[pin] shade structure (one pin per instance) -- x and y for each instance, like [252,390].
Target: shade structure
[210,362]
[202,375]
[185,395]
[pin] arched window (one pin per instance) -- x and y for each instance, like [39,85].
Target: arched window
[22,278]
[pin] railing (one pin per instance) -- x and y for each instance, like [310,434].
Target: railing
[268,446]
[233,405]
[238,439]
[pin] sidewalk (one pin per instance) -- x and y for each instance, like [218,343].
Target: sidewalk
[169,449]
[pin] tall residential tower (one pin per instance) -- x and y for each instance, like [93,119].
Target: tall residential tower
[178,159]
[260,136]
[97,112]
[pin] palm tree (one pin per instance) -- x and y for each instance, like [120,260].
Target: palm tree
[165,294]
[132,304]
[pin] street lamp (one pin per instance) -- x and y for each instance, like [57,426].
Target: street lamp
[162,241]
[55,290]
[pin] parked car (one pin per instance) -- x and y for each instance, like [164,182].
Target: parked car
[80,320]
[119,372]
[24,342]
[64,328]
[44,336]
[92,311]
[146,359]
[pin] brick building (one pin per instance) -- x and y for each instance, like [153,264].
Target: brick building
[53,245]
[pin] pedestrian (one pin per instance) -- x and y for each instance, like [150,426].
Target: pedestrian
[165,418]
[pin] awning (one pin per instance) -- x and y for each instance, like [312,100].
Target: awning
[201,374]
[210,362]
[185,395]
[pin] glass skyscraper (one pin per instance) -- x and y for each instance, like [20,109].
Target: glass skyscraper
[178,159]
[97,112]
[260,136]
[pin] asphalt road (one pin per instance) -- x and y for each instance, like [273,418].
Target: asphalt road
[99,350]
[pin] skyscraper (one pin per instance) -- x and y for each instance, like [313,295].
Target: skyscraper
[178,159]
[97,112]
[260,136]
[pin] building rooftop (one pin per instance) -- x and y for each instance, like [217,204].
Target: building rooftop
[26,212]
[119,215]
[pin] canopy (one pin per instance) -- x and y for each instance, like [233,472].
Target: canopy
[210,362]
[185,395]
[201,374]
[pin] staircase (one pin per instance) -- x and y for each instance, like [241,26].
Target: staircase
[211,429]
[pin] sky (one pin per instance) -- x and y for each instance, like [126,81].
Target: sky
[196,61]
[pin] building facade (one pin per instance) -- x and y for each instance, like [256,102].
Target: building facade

◇ ◇ ◇ ◇

Extract each entry in full, exactly as given.

## RESULT FOR THIS EXERCISE:
[pin] shade structure (one pin per instance) -- x and y for each instance, like [252,390].
Target: shade structure
[210,362]
[202,375]
[185,395]
[pin] arched window (one pin per instance) -- x and y for each instance, like [39,85].
Target: arched window
[22,278]
[pin] railing (one pin per instance) -- x and y for each instance, like [310,434].
Target: railing
[268,446]
[233,405]
[238,439]
[pin] sidewalk (one pin per instance) -- x and y for each instance, like [218,343].
Target: sidewalk
[169,449]
[pin] tall residential tower (one pin per instance) -- x and y for each instance, like [93,119].
Target: tall residential tower
[178,159]
[260,136]
[97,112]
[pin] palm tree (one pin per instance) -- x and y for each instance, like [120,260].
Target: palm tree
[165,294]
[132,304]
[pin] street lamp (one pin per instance) -- x and y for each instance, like [57,426].
Target: street lamp
[162,241]
[55,290]
[pin] parked car (one pin per instance) -- x and y for each instance, like [164,182].
Target: parked car
[80,320]
[119,372]
[24,342]
[64,328]
[44,336]
[92,311]
[146,359]
[pin] brick building (one pin per instance) -- x and y for each instance, like [153,264].
Target: brick building
[53,245]
[pin] pedestrian (one pin per instance) -- x and y for each instance, like [150,426].
Target: pedestrian
[165,418]
[pin] awning (one pin per instance) -- x and y for each instance, like [312,100].
Target: awning
[201,374]
[210,362]
[185,395]
[pin] glass skyscraper (one pin per instance) -- x and y for each instance, like [20,109].
Target: glass skyscraper
[178,159]
[97,112]
[260,136]
[pin] asphalt road (one pin per instance) -- x and y for each instance, like [273,418].
Target: asphalt road
[99,350]
[pin] skyscraper (one pin per instance) -- x and y for each instance, like [313,295].
Target: skyscraper
[178,159]
[97,112]
[260,136]
[pin] building rooftop (one pin per instance) -- x and y for each instance, like [217,204].
Target: building rooftop
[26,212]
[119,215]
[pin] canopy (one pin per instance) -- x and y for each instance, like [233,472].
Target: canopy
[210,362]
[185,395]
[201,374]
[pin] staircase (one pin per instance) -- x and y for each instance, like [241,26].
Target: staircase
[211,429]
[pin] sky (one pin per instance) -- x and y for each instance, like [126,81].
Target: sky
[196,61]
[pin] building facade (one pin per instance) -- x and y for each instance, like [256,102].
Target: building facade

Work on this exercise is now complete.